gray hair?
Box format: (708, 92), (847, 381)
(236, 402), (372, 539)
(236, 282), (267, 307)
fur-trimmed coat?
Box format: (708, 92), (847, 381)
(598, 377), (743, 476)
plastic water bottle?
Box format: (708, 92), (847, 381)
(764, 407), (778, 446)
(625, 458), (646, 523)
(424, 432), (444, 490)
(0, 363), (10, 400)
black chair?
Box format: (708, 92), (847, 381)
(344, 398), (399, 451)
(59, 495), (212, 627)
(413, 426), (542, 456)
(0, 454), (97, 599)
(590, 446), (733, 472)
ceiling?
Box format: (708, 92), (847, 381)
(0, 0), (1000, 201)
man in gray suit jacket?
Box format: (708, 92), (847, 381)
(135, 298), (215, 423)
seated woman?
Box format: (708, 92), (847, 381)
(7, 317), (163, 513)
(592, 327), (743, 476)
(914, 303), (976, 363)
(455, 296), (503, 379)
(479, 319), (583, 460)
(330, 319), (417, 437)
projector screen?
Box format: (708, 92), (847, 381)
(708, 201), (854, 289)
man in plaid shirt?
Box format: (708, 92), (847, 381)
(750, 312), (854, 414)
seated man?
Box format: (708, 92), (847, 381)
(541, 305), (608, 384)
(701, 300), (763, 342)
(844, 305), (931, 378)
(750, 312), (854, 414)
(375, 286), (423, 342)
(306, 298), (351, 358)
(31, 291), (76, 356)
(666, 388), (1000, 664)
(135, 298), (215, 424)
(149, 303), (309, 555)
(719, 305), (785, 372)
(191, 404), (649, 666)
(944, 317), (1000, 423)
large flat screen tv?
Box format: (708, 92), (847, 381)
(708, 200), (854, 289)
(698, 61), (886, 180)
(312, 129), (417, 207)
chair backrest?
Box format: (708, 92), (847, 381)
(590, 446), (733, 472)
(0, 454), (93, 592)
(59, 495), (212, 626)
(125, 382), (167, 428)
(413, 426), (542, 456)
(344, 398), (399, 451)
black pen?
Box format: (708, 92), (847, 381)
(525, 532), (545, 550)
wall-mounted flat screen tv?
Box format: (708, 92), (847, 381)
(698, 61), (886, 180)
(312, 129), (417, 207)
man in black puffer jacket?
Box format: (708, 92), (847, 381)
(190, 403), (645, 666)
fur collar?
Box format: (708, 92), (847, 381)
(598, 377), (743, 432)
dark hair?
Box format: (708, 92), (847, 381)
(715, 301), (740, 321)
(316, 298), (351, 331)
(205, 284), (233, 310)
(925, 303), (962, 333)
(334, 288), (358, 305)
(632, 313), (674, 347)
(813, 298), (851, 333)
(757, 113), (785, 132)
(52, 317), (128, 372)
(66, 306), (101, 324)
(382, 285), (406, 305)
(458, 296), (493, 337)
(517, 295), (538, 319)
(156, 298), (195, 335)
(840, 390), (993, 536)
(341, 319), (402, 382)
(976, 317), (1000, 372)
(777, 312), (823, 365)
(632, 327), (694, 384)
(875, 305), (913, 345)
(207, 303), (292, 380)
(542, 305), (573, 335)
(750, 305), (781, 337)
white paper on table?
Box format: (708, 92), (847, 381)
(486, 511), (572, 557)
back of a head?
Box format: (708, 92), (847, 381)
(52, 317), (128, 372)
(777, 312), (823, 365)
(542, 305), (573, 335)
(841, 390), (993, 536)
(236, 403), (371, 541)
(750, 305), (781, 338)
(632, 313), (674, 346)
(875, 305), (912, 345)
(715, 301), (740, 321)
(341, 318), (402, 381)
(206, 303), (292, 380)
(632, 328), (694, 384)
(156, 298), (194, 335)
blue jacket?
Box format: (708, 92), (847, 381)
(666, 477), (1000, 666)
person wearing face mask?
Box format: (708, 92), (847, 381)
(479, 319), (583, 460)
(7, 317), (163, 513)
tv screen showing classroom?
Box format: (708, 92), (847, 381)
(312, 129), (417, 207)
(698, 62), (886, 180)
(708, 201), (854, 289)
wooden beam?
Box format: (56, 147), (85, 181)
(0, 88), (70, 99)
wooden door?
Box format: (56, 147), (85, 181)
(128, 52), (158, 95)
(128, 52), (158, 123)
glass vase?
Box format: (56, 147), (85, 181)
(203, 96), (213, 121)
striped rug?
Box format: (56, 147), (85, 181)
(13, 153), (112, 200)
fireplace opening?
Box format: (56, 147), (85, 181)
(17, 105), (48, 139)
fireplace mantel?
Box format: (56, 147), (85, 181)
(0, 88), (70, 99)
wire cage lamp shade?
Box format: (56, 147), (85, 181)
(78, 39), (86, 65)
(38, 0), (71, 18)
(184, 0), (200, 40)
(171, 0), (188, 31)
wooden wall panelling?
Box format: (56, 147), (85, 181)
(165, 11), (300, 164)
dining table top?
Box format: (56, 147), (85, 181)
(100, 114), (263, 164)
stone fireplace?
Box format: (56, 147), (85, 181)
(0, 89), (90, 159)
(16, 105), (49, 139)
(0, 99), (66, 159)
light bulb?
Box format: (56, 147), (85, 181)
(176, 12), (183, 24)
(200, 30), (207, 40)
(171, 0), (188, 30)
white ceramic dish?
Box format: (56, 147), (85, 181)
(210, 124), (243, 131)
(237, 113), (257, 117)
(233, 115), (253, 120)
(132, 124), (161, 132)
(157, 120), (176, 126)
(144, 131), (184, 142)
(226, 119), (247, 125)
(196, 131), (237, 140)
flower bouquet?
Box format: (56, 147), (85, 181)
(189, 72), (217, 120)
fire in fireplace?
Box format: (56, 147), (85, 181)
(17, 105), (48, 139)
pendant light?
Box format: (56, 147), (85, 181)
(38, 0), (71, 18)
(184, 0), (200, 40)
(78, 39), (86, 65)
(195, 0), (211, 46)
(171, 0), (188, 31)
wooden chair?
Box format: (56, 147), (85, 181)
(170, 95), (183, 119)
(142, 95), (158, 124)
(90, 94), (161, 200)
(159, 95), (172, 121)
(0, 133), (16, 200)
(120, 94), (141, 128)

● **Written problem**
Take the entries above and transcribe them in full.

● **Task result**
gray hair?
Box format: (708, 92), (847, 381)
(236, 402), (372, 539)
(236, 282), (267, 307)
fur-trimmed coat?
Box format: (708, 92), (847, 381)
(598, 377), (743, 476)
plastic water bottle?
Box format: (708, 92), (847, 381)
(764, 407), (778, 446)
(625, 458), (646, 523)
(424, 432), (444, 490)
(0, 363), (10, 400)
black chair?
Box format: (708, 92), (847, 381)
(344, 398), (399, 451)
(59, 495), (212, 627)
(413, 426), (542, 456)
(0, 454), (97, 599)
(590, 446), (733, 472)
ceiling?
Box format: (708, 92), (847, 381)
(0, 0), (1000, 201)
man in gray suit jacket?
Box format: (708, 92), (847, 381)
(135, 298), (215, 423)
seated woman?
Box format: (708, 92), (847, 381)
(7, 317), (163, 513)
(592, 327), (743, 476)
(914, 303), (976, 363)
(455, 296), (503, 379)
(479, 319), (583, 460)
(330, 319), (417, 437)
projector screen?
Box format: (708, 92), (847, 381)
(708, 201), (854, 289)
man in plaid shirt?
Box format: (708, 92), (847, 381)
(750, 312), (854, 414)
seated man?
Box format: (708, 92), (847, 381)
(541, 305), (608, 384)
(701, 300), (763, 342)
(844, 305), (931, 378)
(750, 312), (854, 414)
(375, 286), (423, 342)
(306, 298), (351, 358)
(31, 291), (76, 356)
(666, 388), (1000, 664)
(135, 298), (215, 424)
(149, 303), (309, 555)
(719, 305), (785, 372)
(191, 404), (649, 666)
(944, 317), (1000, 423)
large flat screen tv?
Box format: (708, 92), (847, 381)
(708, 200), (854, 289)
(698, 61), (886, 180)
(312, 129), (417, 207)
chair backrest?
Box format: (708, 92), (847, 381)
(590, 446), (733, 472)
(0, 454), (93, 592)
(59, 495), (212, 626)
(125, 382), (167, 428)
(413, 426), (542, 456)
(344, 398), (399, 451)
black pen?
Box format: (708, 92), (847, 381)
(525, 532), (545, 550)
wall-mounted flat screen tv?
Box format: (708, 92), (847, 381)
(698, 61), (886, 180)
(312, 129), (417, 207)
man in black puffer jacket?
Box format: (708, 92), (847, 381)
(190, 403), (645, 666)
fur collar?
Box format: (708, 92), (847, 381)
(598, 377), (743, 432)
dark hair?
Box format: (708, 92), (847, 381)
(715, 301), (740, 321)
(316, 298), (351, 331)
(205, 284), (233, 310)
(925, 303), (962, 333)
(334, 288), (358, 305)
(632, 313), (674, 347)
(813, 298), (851, 333)
(757, 113), (785, 132)
(52, 317), (128, 372)
(66, 306), (101, 324)
(382, 285), (406, 305)
(458, 296), (493, 337)
(517, 295), (538, 319)
(156, 298), (195, 335)
(840, 390), (993, 536)
(341, 319), (402, 382)
(976, 317), (1000, 372)
(777, 312), (823, 365)
(632, 327), (694, 384)
(875, 305), (913, 345)
(207, 303), (292, 380)
(542, 305), (573, 335)
(750, 305), (781, 337)
white paper on table?
Box format: (708, 92), (847, 381)
(486, 511), (572, 557)
back of a head?
Box format: (708, 92), (847, 381)
(52, 317), (128, 372)
(777, 312), (823, 365)
(542, 305), (573, 335)
(841, 390), (993, 536)
(236, 403), (371, 541)
(750, 305), (781, 338)
(632, 313), (674, 346)
(875, 305), (912, 345)
(715, 301), (740, 321)
(341, 318), (402, 381)
(206, 303), (292, 380)
(632, 328), (694, 384)
(156, 298), (194, 335)
blue jacket?
Box format: (708, 92), (847, 381)
(666, 477), (1000, 666)
person wearing face mask?
Box format: (708, 92), (847, 381)
(479, 319), (583, 460)
(7, 317), (163, 513)
tv screen showing classroom?
Box format: (708, 92), (847, 381)
(312, 129), (417, 207)
(698, 62), (886, 180)
(708, 201), (854, 289)
wooden beam?
Box format: (56, 147), (85, 181)
(0, 88), (70, 99)
wooden door?
Box format: (56, 147), (85, 181)
(128, 52), (158, 95)
(128, 52), (158, 123)
glass vase?
Box format: (56, 147), (85, 181)
(203, 96), (213, 121)
striped rug?
Box format: (56, 147), (85, 181)
(13, 153), (112, 200)
fireplace opening?
Box format: (56, 147), (85, 181)
(17, 105), (48, 139)
fireplace mantel?
Box format: (56, 147), (85, 181)
(0, 88), (70, 99)
wire cage lamp shade?
Box format: (56, 147), (85, 181)
(78, 39), (86, 65)
(38, 0), (71, 18)
(184, 0), (200, 40)
(171, 0), (188, 31)
wooden wall panelling?
Box format: (56, 147), (85, 181)
(165, 11), (300, 164)
dining table top?
Box format: (56, 147), (85, 181)
(100, 114), (263, 164)
stone fireplace?
Box format: (56, 147), (85, 181)
(0, 89), (90, 159)
(16, 105), (49, 139)
(0, 99), (66, 159)
light bulb?
Box format: (56, 147), (85, 181)
(176, 12), (183, 24)
(200, 30), (207, 40)
(171, 0), (188, 30)
white ceramic dish?
Box format: (56, 147), (85, 181)
(210, 124), (243, 131)
(237, 113), (257, 117)
(233, 115), (253, 120)
(132, 124), (161, 132)
(157, 120), (176, 126)
(144, 131), (184, 142)
(226, 119), (247, 125)
(196, 131), (237, 140)
flower bouquet?
Box format: (56, 147), (85, 181)
(189, 72), (217, 120)
fire in fireplace?
Box format: (56, 147), (85, 181)
(17, 105), (48, 139)
pendant light?
Box format: (56, 147), (85, 181)
(38, 0), (71, 18)
(184, 0), (200, 40)
(78, 39), (86, 65)
(195, 0), (211, 46)
(171, 0), (188, 31)
wooden chair?
Box format: (56, 147), (85, 181)
(170, 95), (183, 119)
(142, 95), (158, 124)
(90, 94), (161, 200)
(159, 95), (172, 121)
(0, 133), (16, 200)
(120, 94), (141, 128)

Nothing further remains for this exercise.